What to work on:
Print out the full material below, exact in every line, with no images included.

━━━━━━━━

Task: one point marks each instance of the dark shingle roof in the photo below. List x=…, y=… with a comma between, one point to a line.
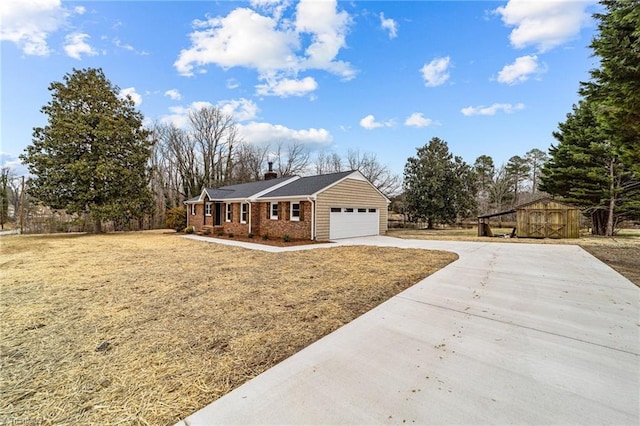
x=306, y=186
x=243, y=190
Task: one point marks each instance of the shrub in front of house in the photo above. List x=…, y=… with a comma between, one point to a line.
x=176, y=218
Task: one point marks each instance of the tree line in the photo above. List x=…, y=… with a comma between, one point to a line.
x=595, y=163
x=442, y=188
x=96, y=158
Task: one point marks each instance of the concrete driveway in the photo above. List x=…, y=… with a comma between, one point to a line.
x=508, y=334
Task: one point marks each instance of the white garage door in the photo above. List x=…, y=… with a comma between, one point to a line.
x=347, y=222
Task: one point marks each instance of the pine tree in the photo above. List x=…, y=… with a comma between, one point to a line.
x=92, y=155
x=439, y=188
x=585, y=170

━━━━━━━━

The answer:
Task: one point marks each instance of the dark shingle roof in the photo below. List x=…, y=… with a comma between, one point to a line.
x=306, y=186
x=243, y=190
Task: one point marks each instance of the shrub in front of house in the photo above. List x=…, y=… with a comma between, one point to a line.
x=176, y=218
Task: one point marks each instance of the tree line in the photo above. List x=…, y=… with a comma between, one point to a line.
x=595, y=163
x=442, y=188
x=96, y=158
Task: one point marks each instance of the concrete driveway in the photo above. List x=…, y=… with a comma between, one point to a line.
x=508, y=334
Task: one point marks each instance of the white garage door in the photo above. List x=…, y=… with a comma between, one point to a line.
x=347, y=222
Task: one point marks each instance of the pine tree in the photo above. List x=…, y=… with a comma between, one point to a line.
x=92, y=155
x=439, y=188
x=585, y=170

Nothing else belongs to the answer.